# [SOURCE EXCERPT]
In the Kimball book, (that data warehouse bible), there's this Pitfall #8: "Tackle a galactic multiyear project rather than pursuing more manageable, although still compelling, iterative development efforts."

This maybe familiar to you: A team decides to migrate their data warehouse. They plan for it, assemble the team, kick off the project, working on it, test it, working on it, test it, working on it, test it, so on and so on until months has passed, quarters has passed, or years has passed, without the data warehouse being used in even one dashboard.

Until one day, they do the big switch. The big bang. Every table gets replaced. Every dashboard gets updated. Sometimes it works. Often it doesn't. Just like a big bang, the scale of wrongness could be colossal too.

And even when it does work technically, there's this awkward phase where nobody trusts the new numbers yet. People are questioning it. Everyone has a feeling something isn't right.

We tried something different when we migrated our PostgreSQL data warehouse to BigQuery. We don't like the big bang. We don't like months or years without actual results we can feel in our hands. I want to share what we learned.

When "iterative development" should be "iterative deployments"

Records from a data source
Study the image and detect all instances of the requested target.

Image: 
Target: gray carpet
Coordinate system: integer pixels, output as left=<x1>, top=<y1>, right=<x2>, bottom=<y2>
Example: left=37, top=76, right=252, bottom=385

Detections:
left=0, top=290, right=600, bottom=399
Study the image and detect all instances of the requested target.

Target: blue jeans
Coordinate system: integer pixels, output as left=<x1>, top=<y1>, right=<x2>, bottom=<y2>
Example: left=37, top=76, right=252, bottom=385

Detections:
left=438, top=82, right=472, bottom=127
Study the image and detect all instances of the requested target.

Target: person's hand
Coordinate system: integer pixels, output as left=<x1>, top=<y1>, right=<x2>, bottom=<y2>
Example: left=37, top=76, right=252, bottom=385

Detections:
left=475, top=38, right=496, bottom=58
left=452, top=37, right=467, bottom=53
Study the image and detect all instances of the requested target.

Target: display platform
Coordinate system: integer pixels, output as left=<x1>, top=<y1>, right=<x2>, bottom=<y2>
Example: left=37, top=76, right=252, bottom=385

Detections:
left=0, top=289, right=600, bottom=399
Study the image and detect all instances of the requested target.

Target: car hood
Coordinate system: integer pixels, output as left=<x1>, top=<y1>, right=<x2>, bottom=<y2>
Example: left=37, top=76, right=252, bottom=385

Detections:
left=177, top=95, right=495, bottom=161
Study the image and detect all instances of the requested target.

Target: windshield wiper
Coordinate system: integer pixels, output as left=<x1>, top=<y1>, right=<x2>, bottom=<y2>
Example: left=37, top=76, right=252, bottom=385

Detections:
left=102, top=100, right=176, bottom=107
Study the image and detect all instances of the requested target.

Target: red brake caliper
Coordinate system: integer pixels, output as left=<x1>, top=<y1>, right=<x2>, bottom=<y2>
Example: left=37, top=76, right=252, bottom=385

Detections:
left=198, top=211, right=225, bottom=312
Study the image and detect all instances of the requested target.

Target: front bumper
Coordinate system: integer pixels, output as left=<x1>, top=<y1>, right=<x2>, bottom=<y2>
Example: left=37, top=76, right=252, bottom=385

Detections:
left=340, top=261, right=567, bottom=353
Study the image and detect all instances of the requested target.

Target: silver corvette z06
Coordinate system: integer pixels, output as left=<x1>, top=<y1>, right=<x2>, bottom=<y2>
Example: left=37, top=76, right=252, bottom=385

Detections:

# [SET EXERCISE]
Please reproduce the part of the data warehouse migration excerpt that opens with the words containing "Until one day, they" and closes with "something isn't right.". These records were drawn from a separate source.

# [CORRECT ANSWER]
Until one day, they do the big switch. The big bang. Every table gets replaced. Every dashboard gets updated. Sometimes it works. Often it doesn't. Just like a big bang, the scale of wrongness could be colossal too.

And even when it does work technically, there's this awkward phase where nobody trusts the new numbers yet. People are questioning it. Everyone has a feeling something isn't right.